-- Start DATA EXCERPTS --

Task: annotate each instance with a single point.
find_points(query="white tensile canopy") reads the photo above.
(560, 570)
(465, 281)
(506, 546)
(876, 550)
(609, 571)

-- End DATA EXCERPTS --

STATED TASK: Rewrite every row above, keeping the request lines unchanged and scaling each point coordinate by 0.25, rounding to the nearest whole number with halves rounded up.

COMPLETE RESPONSE:
Task: annotate each instance with a single point.
find_points(query="white tensile canopy") reads the photo above.
(140, 143)
(116, 70)
(127, 137)
(219, 138)
(152, 143)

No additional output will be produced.